REQUIRED WORK >> Would you please reproduce all the entries word for word, minus the pictures?

Dataset entries >>
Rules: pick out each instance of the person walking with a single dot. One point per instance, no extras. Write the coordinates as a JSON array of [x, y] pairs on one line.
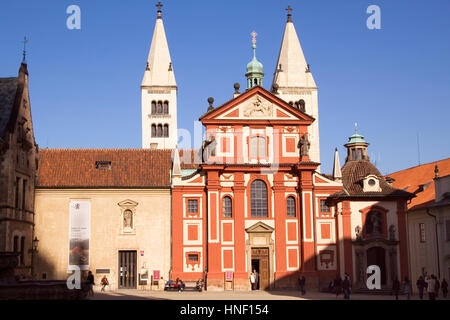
[[420, 286], [396, 287], [346, 286], [444, 287], [90, 279], [104, 283], [256, 279], [437, 287], [253, 280], [302, 282], [431, 287], [337, 284], [407, 288]]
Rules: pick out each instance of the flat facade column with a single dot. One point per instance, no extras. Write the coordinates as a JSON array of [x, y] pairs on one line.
[[280, 225], [177, 233], [307, 222], [240, 273], [215, 276], [402, 238], [347, 230]]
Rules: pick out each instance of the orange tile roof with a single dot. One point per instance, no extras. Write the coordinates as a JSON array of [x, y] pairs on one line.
[[416, 178], [71, 168]]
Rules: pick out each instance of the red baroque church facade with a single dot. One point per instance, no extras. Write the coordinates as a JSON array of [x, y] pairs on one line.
[[254, 202]]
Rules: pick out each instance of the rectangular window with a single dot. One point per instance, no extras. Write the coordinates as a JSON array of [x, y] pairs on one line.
[[193, 257], [24, 193], [258, 147], [323, 206], [422, 232], [193, 206], [17, 193], [447, 229], [22, 251]]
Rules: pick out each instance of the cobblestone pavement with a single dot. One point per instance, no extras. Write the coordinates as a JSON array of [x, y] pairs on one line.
[[230, 295]]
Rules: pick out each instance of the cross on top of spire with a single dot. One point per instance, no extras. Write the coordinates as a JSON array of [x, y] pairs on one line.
[[254, 34], [25, 41], [159, 5], [289, 9]]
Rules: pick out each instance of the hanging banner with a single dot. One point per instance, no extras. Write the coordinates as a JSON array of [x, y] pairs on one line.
[[79, 234]]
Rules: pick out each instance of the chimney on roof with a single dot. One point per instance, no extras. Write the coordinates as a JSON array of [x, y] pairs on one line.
[[237, 86], [210, 101]]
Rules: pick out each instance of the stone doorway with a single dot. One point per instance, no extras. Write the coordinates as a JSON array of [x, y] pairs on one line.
[[260, 254], [260, 263]]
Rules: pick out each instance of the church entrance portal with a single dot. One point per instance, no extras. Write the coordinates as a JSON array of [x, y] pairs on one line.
[[127, 269], [260, 263], [377, 256]]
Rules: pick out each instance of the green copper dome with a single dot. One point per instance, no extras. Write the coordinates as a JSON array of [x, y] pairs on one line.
[[254, 70], [356, 138], [254, 65]]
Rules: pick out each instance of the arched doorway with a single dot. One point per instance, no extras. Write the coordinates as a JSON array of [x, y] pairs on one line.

TASK RESPONSE >>
Rules: pick out each instance of the person walking with a single dot. One point per instance, no extras. Write the coordinates as a JSON array of [x, y] pairs on one line.
[[420, 286], [396, 287], [346, 286], [444, 287], [90, 279], [104, 283], [256, 279], [437, 287], [253, 280], [302, 282], [431, 287], [337, 284], [407, 288]]
Rules: pick out each instance of the flat facade column with a single dot. One point per instance, no extras. Write the coordinates as a JSON array of [x, y] pairs on one line.
[[280, 225], [177, 233], [307, 222], [240, 273], [215, 276], [402, 238], [347, 230]]
Rules: pick out each instance of the orange tile roof with a single dot. One point per instance, no extras. Write the coordinates as a JSON array of [x, y] pairs on one line.
[[416, 178], [71, 168]]
Rules: pick out each instance of the red baroque church facade with a single dot. One point per instance, no extras. Write the coordinates as a JSON array of [x, y] pairs on one line.
[[254, 202]]
Rules: pick out each instance of the rectangular window with a single dot. One point per instance, no extras. Write the coordinates as a JSON array of [x, y] pairs on one line.
[[193, 257], [24, 193], [258, 147], [323, 206], [422, 232], [193, 206], [17, 193], [447, 229], [22, 251]]
Rules: pick out each instance of the cobblestone pavement with a single dot. One point per instance, no extras. Write the coordinates as a JSON array of [x, y] pairs on one line.
[[230, 295]]
Rules: pick out each instance of the cross on top of spire with a single dot. One point per instance, no extras. Write the coordinates as a JSON array of [x, y] pairs on one line.
[[254, 34], [25, 41], [159, 5], [289, 9]]
Rules: pick out each instance of the hanging banner with a single dot. One point per instance, no extras. Write the coordinates as a JSON array of [x, y] pairs on one line.
[[79, 234]]
Rules: pick out each instance of the chimney on roof with a single dot. One point per instance, no extras. Write the coordinates as a JSON array of [x, y] pairs on one line.
[[237, 86], [210, 101]]
Rules: pick out each instance of the stone doorway with a single dot. One point per instance, no extras. Write the coordinates as a JSON array of [x, y] pairs on one line.
[[260, 254], [260, 263]]
Rules: pick out each instance of the church entrance portal with a single dot. One point per instance, no extras. Write the coordinates as a JSON array of [x, y] pairs on one line.
[[127, 269], [260, 263], [377, 256]]
Rules: pick out each instance of the green copper dome with a single dot. One point per instance, no extras. Write the coordinates as a JSON array of [x, y] pairs on one line.
[[254, 70], [356, 138], [254, 65]]
Rules: pick out each instance of the arched doorway with a single dot. One point per instance, no extras. Write the coordinates as a JSON array of [x, y] pairs on one line.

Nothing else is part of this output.